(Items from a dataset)
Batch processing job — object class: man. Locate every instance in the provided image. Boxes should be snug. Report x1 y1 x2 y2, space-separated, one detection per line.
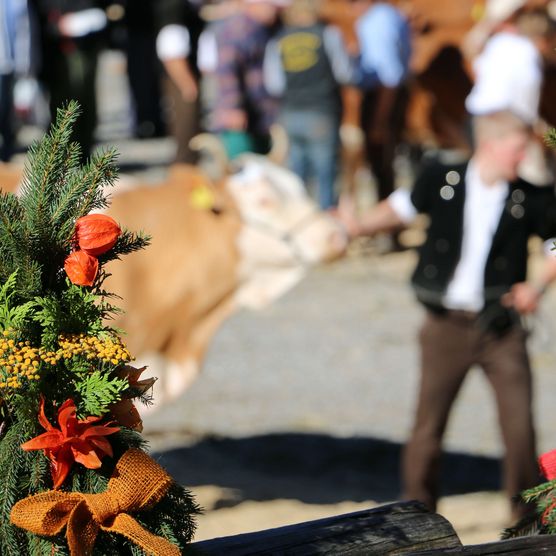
0 0 36 161
343 110 556 519
353 0 411 203
465 0 555 186
209 0 290 159
155 0 205 163
263 0 354 209
32 0 109 160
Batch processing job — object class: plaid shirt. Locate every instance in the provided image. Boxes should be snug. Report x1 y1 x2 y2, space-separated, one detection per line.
211 13 277 135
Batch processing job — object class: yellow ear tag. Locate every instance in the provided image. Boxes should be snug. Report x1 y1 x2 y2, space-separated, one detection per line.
190 184 216 210
471 1 485 21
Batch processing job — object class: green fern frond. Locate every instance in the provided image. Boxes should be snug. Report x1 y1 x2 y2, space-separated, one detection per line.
75 370 128 417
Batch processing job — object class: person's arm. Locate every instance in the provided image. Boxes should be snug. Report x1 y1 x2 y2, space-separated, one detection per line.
263 38 286 97
156 24 198 102
504 248 556 314
340 188 415 238
323 25 354 85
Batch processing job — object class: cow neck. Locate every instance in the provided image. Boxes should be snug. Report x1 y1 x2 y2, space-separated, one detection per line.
241 206 324 266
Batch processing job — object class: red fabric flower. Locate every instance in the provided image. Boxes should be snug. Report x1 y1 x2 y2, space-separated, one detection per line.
21 397 120 489
64 250 99 287
75 214 121 256
539 449 556 481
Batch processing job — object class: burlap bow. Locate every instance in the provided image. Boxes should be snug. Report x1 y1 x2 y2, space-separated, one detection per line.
10 448 180 556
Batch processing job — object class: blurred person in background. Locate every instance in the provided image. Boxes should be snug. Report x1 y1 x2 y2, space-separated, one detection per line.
210 0 290 159
120 0 165 140
465 0 556 187
264 0 353 210
155 0 205 164
341 109 556 520
31 0 109 160
0 0 37 162
351 0 412 250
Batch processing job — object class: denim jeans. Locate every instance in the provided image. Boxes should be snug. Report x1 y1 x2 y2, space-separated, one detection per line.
280 109 341 210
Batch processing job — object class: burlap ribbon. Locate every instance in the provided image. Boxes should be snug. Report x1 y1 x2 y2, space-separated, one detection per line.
10 448 180 556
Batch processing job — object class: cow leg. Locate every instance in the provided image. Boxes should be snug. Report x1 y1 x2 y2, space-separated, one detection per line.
157 297 238 404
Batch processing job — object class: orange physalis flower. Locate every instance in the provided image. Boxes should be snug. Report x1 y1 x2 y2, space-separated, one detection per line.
540 449 556 481
75 214 121 256
64 250 99 287
21 397 120 489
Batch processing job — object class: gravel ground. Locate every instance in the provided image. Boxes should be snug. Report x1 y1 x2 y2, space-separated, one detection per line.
144 249 556 459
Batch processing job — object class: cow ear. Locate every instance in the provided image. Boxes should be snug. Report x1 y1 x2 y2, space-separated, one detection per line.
168 164 229 214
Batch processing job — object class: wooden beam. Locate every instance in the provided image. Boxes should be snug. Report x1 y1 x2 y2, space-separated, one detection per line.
413 534 556 555
186 500 463 555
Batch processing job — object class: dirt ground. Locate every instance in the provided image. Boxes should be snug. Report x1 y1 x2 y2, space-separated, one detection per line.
142 246 556 548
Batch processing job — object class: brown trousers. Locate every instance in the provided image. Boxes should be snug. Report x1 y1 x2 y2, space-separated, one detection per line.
402 310 539 518
163 77 201 165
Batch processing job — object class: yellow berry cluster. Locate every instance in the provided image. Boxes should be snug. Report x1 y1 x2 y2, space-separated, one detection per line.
0 329 56 389
57 333 133 366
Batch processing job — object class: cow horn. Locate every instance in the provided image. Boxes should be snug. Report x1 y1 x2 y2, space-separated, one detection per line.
189 133 229 179
267 124 289 166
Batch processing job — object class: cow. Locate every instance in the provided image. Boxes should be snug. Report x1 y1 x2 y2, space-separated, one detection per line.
104 144 348 408
0 162 26 194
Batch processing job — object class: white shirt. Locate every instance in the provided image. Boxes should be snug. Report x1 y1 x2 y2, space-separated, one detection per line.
389 161 508 311
156 24 191 61
465 31 542 124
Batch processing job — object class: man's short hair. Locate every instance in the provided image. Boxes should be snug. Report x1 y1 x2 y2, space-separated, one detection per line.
472 110 532 144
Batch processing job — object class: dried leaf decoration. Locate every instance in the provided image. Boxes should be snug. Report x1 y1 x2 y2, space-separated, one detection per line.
64 250 99 287
21 397 120 489
75 214 121 256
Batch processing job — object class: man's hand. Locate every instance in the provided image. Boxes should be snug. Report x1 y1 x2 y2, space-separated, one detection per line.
337 197 361 239
502 282 543 315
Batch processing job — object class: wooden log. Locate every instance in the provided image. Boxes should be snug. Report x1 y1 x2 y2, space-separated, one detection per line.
186 500 463 555
413 534 556 555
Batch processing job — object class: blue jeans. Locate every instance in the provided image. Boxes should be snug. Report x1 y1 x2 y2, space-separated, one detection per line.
280 109 341 210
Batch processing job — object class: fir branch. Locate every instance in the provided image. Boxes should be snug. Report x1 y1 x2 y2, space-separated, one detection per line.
520 480 556 504
26 533 68 556
0 192 27 282
19 102 81 239
50 148 119 246
98 229 151 265
501 510 542 539
0 420 30 554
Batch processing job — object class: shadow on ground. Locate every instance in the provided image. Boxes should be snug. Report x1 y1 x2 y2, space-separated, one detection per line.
153 433 501 507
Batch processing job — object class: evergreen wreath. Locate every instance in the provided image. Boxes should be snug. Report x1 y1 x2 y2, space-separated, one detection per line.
502 449 556 539
0 102 199 554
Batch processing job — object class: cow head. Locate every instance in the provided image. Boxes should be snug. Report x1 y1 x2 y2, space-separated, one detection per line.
227 154 347 266
189 132 348 309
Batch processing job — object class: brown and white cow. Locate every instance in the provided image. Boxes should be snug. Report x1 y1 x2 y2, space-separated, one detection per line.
105 153 347 408
0 148 347 408
0 162 26 194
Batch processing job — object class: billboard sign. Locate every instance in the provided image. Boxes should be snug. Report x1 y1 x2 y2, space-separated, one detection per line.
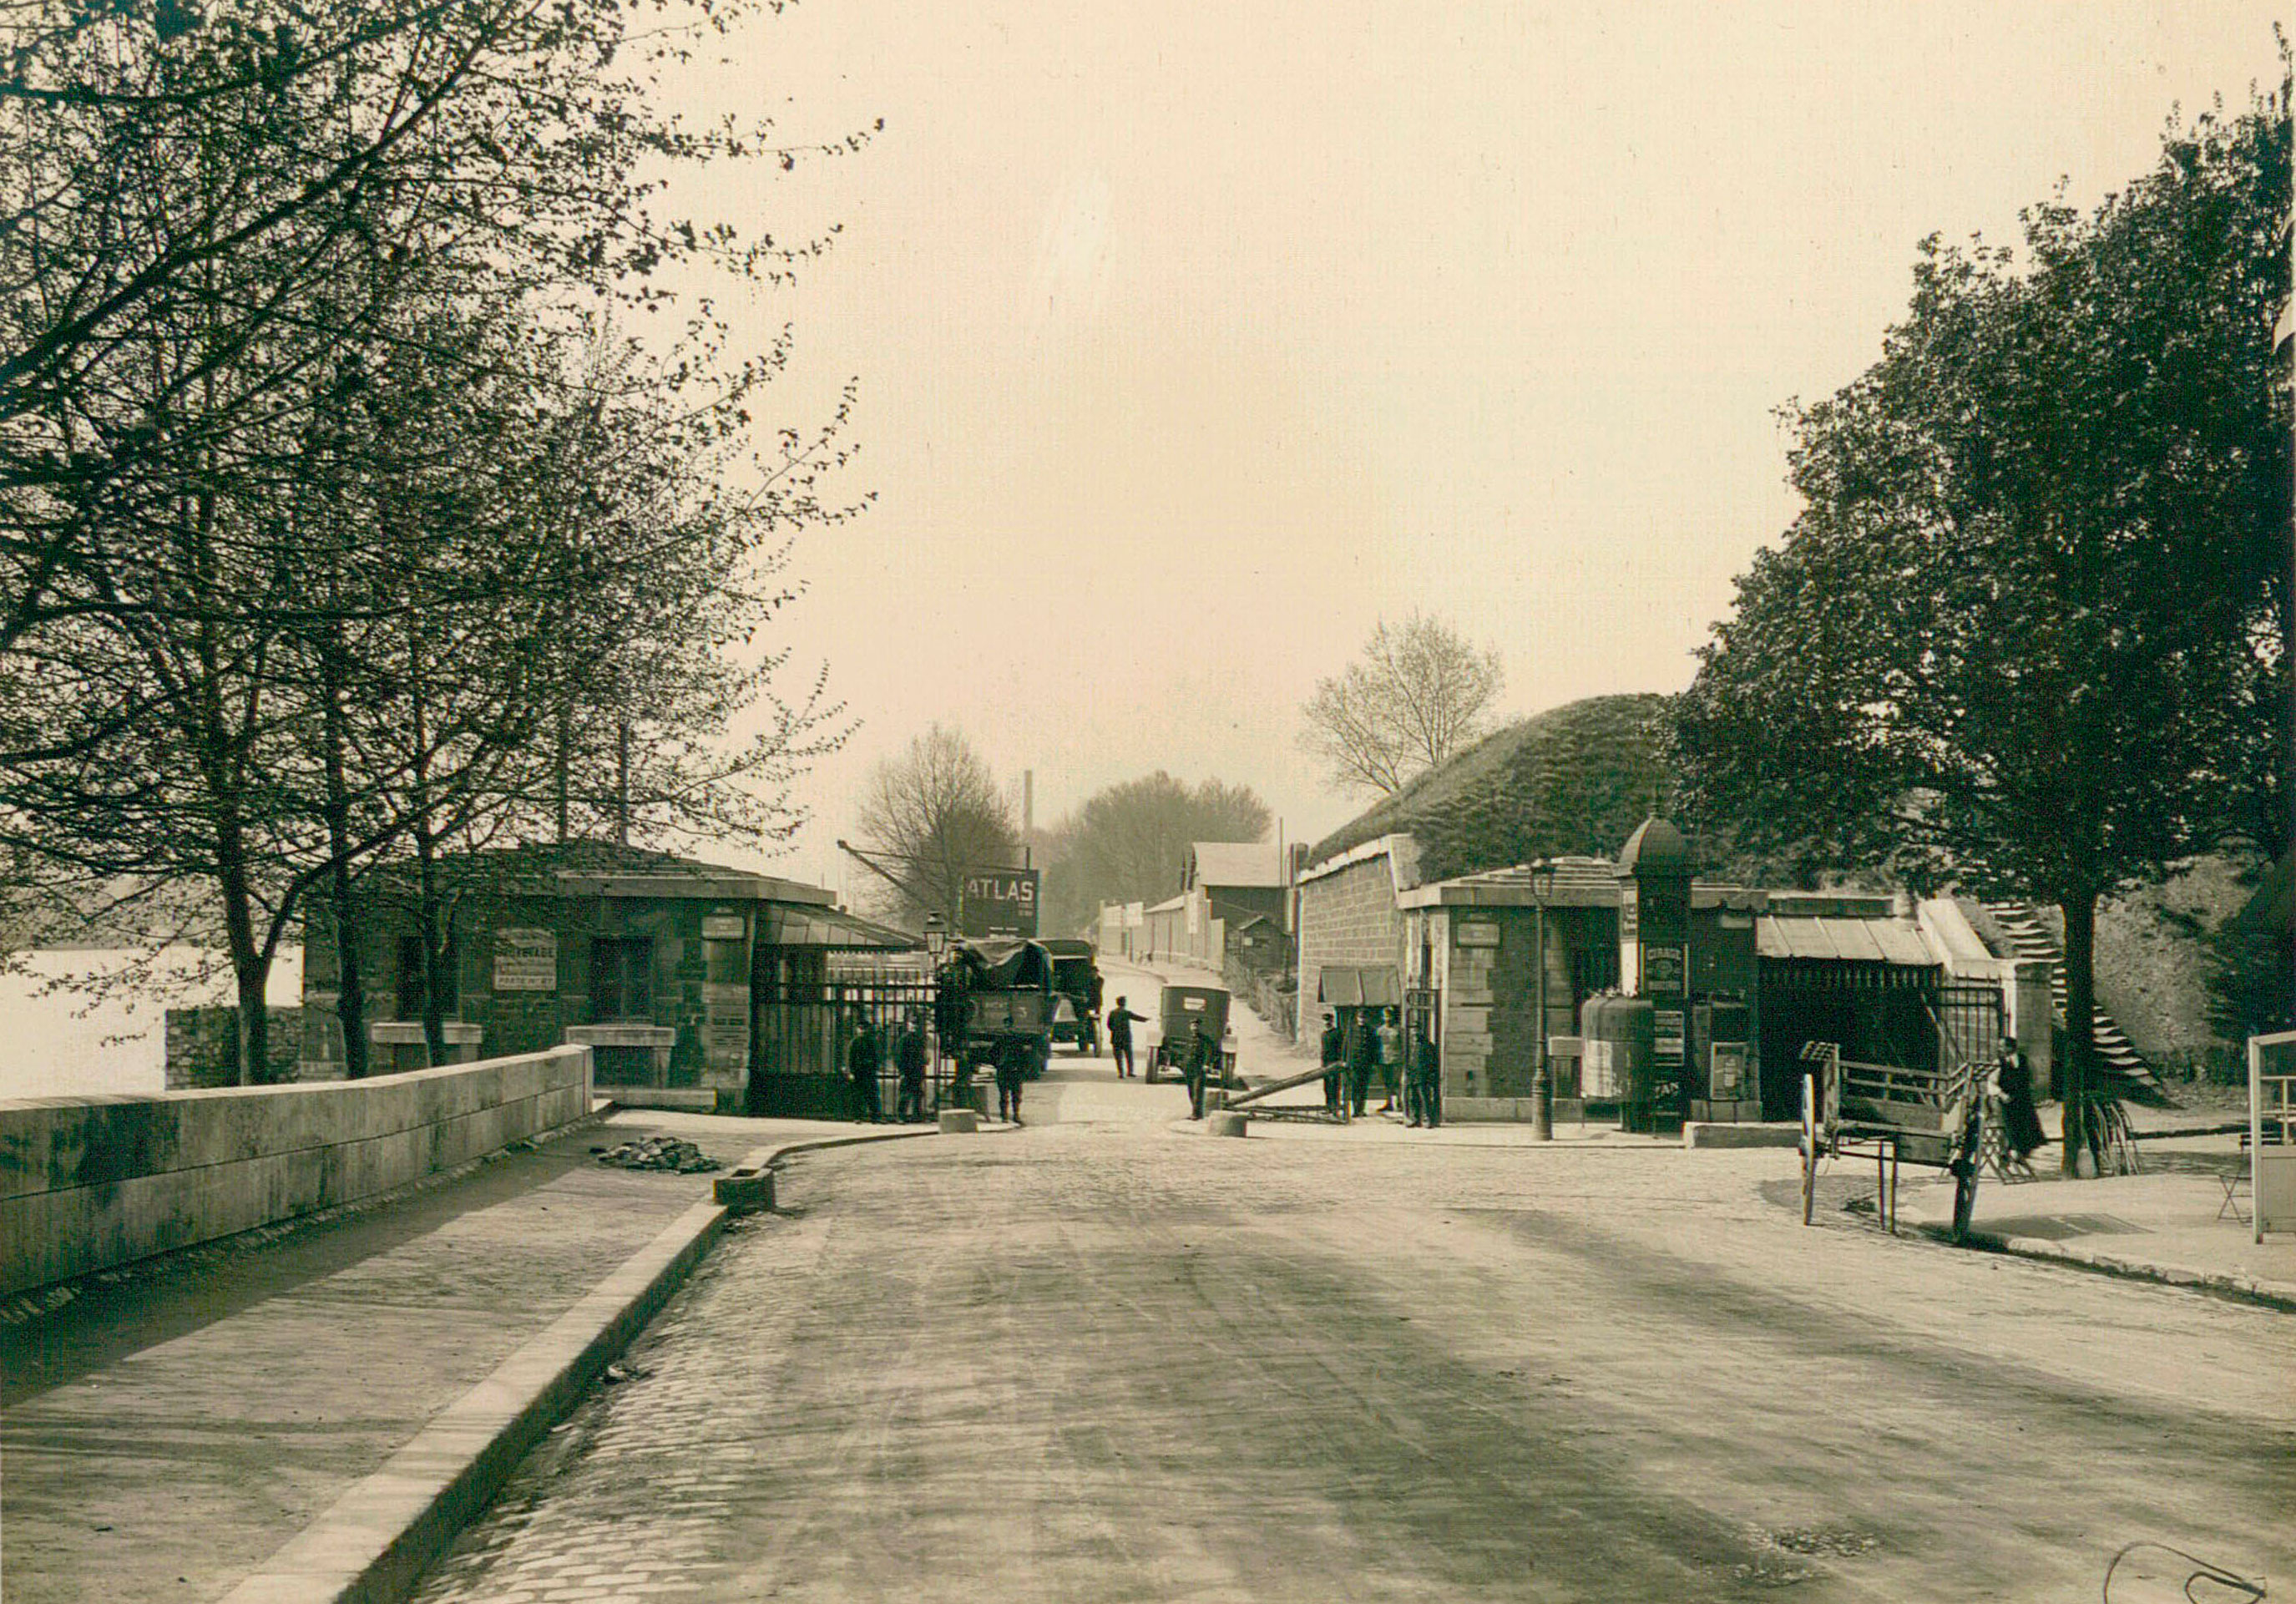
959 869 1039 938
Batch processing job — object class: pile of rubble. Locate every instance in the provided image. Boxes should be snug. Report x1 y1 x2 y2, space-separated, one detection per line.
592 1135 722 1174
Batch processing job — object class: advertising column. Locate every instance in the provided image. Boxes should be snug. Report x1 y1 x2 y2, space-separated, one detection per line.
1618 818 1692 1130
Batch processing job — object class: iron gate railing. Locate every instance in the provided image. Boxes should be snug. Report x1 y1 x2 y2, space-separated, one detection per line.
1930 979 2005 1072
750 973 956 1120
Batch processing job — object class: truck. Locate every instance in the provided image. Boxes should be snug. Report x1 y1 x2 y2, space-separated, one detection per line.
1039 938 1103 1055
937 938 1056 1080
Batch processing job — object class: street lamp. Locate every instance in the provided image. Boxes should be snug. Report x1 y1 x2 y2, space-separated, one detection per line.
1531 858 1556 1141
923 912 948 964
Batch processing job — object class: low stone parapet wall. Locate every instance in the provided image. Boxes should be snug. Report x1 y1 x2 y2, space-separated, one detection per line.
0 1046 592 1298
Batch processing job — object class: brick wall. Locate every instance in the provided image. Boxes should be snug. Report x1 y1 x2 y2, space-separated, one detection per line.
1297 848 1405 1035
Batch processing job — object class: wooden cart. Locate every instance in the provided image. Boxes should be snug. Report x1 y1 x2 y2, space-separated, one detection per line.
1800 1041 1985 1239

- PROBLEM DETAILS
Every line above needs to be written out again as it stands. Pictures do not belong in the copy.

- OUTPUT OF THE EXERCISE
Batch processing job — object class: man. Locate every instance in the provided image. Boxes should be snug. Report x1 y1 x2 y2, space-separated, one detection per line.
0 0 36 161
343 110 556 519
353 0 411 203
465 0 555 186
209 0 290 159
155 0 205 163
263 0 354 209
32 0 109 160
Batch processing job — object class: plaid shirt. Locate every instance in the provided image. Boxes should be snug. Report x1 y1 x2 y2, space-separated, one detection per line.
211 13 277 135
Batch processing job — object class: yellow ear tag. Locate every instance in the provided image. Boxes should be snug. Report x1 y1 x2 y2, space-separated, one detection per line.
190 184 216 210
471 1 485 21
Batch processing job — object class: green fern frond. Locate every instance in the provided image. Boxes should be snug. Report x1 y1 x2 y2, space-separated, one detection per line.
75 370 128 417
Batch processing job — object class: person's arm. Locate every instance in the provided image. Boxes should be snug. Report x1 y1 x2 y2, space-separated, one detection per line.
263 38 286 97
156 24 198 102
504 248 556 314
340 188 415 238
323 25 354 85
Batch processing job — object class: cow neck. Locate every instance in the provided image. Boxes should be snug. Report x1 y1 x2 y2, space-separated, one detection per line.
241 206 324 266
Batch processing job — object class: red fabric flower. Locate every instance in the provided image. Boxes should be snug. Report x1 y1 x2 y2, space-separated, one detection per line.
21 397 120 489
64 250 99 287
75 214 121 256
539 449 556 481
Batch processing job — object class: burlap bow. Locate every instance in the provided image. Boxes should be snug. Report x1 y1 x2 y2, space-separated, one detection per line.
10 448 180 556
Batch processing job — object class: blurred person in background. Locate every instance in the provided image. Boxes should be snug. Report x1 y1 x2 y2, space-separated, one detection per line.
210 0 290 159
120 0 165 140
465 0 556 187
264 0 353 210
155 0 205 164
341 109 556 520
31 0 109 160
0 0 37 162
351 0 412 250
Batch processing job — object class: denim jeans. Locate every instance in the provided image. Boxes should be snug. Report x1 y1 x2 y2, space-separated, one detection per line.
280 109 341 210
Batch processing job — object class: burlap ribbon. Locate every instance in the provided image. Boxes should be snug. Report x1 y1 x2 y2, space-separated, one detection per line.
10 448 180 556
Batch processing job — object class: cow leg. Locate every instance in the provided image. Boxes should be snug. Report x1 y1 x2 y2, space-separated, one detection per line.
157 297 238 404
Batch processing job — object class: orange physalis flower. Locate every instance in the provided image. Boxes should be snug. Report x1 y1 x2 y2, space-separated, one detection per line.
540 449 556 481
75 214 121 256
64 250 99 287
21 397 120 489
Batch processing job — object class: gravel ground. Locate every instance in the provided image. Boxes should be snug. Report x1 y1 x2 y2, space-separated, one detection per line.
144 249 556 459
Batch processing job — object class: cow ear. Locate every instance in the provided image. Boxes should be snug. Report x1 y1 x2 y2, space-separated, one detection per line.
168 164 229 214
Batch processing job — object class: wooden beam. Locate every instance in the provided image. Boxes should be snug. Report x1 y1 x2 y2, space-separated, one detection per line.
413 534 556 555
186 500 463 555
Batch processing job — object class: dirt ground. Locate every instance in the provided image. Boxes should be snug. Report x1 y1 x2 y2, space-separated, one detection per line.
142 246 556 548
Batch processing job — object class: brown trousers. Locate every instance in the provided image. Boxes should be snug. Report x1 y1 x2 y2, space-separated, one detection per line.
402 310 539 518
163 77 201 165
Batch processing job — object class: yellow berry cluster. Locate every instance in the provided image. Boxes should be snug. Report x1 y1 x2 y2, space-separated, one detection per line.
0 329 56 389
57 333 133 366
Batch processing job — object class: cow horn. Locate every instance in the provided image. Boxes should be snug. Report x1 y1 x2 y2, space-separated, one detection per line.
189 133 229 179
267 124 289 166
Batch processing job — object class: cow. Locate every instance in the provided image. Boxes should be snug. Report x1 y1 x2 y2, space-separated, one detection per line.
104 144 348 408
0 162 26 194
Batch processing job — object class: white shirt. Locate every instance in the provided image. Boxes should be snug. Report x1 y1 x2 y2, space-separated, one detection per line.
389 161 508 311
156 24 191 61
465 31 542 124
Batch processing job — object class: man's short hair. Locate every instance in the provided image. Boxes should be snug. Report x1 y1 x2 y2, space-separated, one detection per line.
472 110 532 144
Batch processing job — object class: dried leaf decoration. Locate every instance in the provided image. Boxes should be snug. Report x1 y1 x2 y2, space-separated, one detection per line.
64 250 99 287
21 397 120 489
75 214 121 256
Batch processing job — object class: man's hand. Locate every instance in the provided image. Boxes should be snug. Report x1 y1 x2 y2, space-separated, one detection per line.
337 197 361 239
502 282 543 315
Batch processing job — object class: wooden log. Locate every instance in the provided image. Boxes should be snug. Report x1 y1 x2 y2, space-separated, one detection per line.
186 500 463 555
413 534 556 555
Batch processing job — object class: blue jeans. Locate every instance in the provided image. Boxes should be snug. Report x1 y1 x2 y2, space-separated, one detection per line.
280 109 341 210
Batch processing job — object class: fir branch. Locate every instance in the provided image. Boxes should be snug. Report x1 y1 x2 y2, space-separated, one detection per line.
520 480 556 504
26 533 68 556
0 192 27 282
19 102 81 239
50 148 119 246
98 229 151 265
501 510 542 539
0 420 30 554
Batch processing job — object class: shadow on ground. Locate every instance in the provided image. Boxes should be snug. Report x1 y1 x2 y2, space-separated, one detection per line.
153 433 501 507
Batch processing job — object class: evergreen wreath. Locate every instance in the provided image. Boxes should be snug. Report x1 y1 x2 y2, space-separated, one detection per line.
502 449 556 539
0 102 199 554
Batch processing job — object class: cow head. Locate every instance in the provided image. Boxes should be snug. Report x1 y1 x2 y2, space-separated, one detection per line.
227 154 347 266
189 132 348 309
Batch processing job — object class: brown and white cow. Locate every instance in the provided image. Boxes should be snug. Report x1 y1 x2 y2, space-separated, one detection per line.
105 153 347 408
0 148 347 408
0 162 26 194
Batch processing job — object class: billboard sign. Locate every instance in the provided image. Boxes should be snug. Report x1 y1 x2 y2, space-separated, one detection per line.
959 869 1039 938
Batch processing job — object class: pile of rubble. Locate every instance in the provided image. Boxes should be snug. Report x1 y1 x2 y2, space-separated, one detection per line.
592 1135 722 1174
Batch processing job — object class: advertising column. Locate every instance in the provided image. Boxes should be snug. Report x1 y1 x2 y2, space-separated, one detection per line.
1618 818 1692 1130
Batch processing job — object class: iron gate railing. Locate every instance in the provided image. Boxes should be snug. Report x1 y1 x2 y2, space-separated, one detection per line.
1930 979 2005 1072
750 973 956 1120
Batch processing job — object class: truck. Locate every instance in the provided image. Boxes should be snug. Report x1 y1 x2 y2, space-separated, one detection per line.
1039 938 1103 1055
937 938 1056 1080
Batch processing job — object class: street lamp. Locate every instance in the provided image. Boxes should be snug. Report x1 y1 x2 y2, space-separated, one detection per line.
1531 858 1556 1141
923 912 948 964
Batch processing job — object class: low stone parapet wall. Locate every instance in the provided image. Boxes should be snug. Report x1 y1 x2 y2, space-separated, one detection per line.
0 1046 592 1298
Batch processing job — object class: brick wall. Locate every instance in the provided image. Boxes should be snug. Report x1 y1 x2 y2, space-separated, one detection per line.
1297 848 1405 1035
Batch processing job — object class: wooden cart. Locate every instance in the provided image. Boxes should be snug. Report x1 y1 x2 y2, space-separated, one detection per line.
1800 1041 1985 1239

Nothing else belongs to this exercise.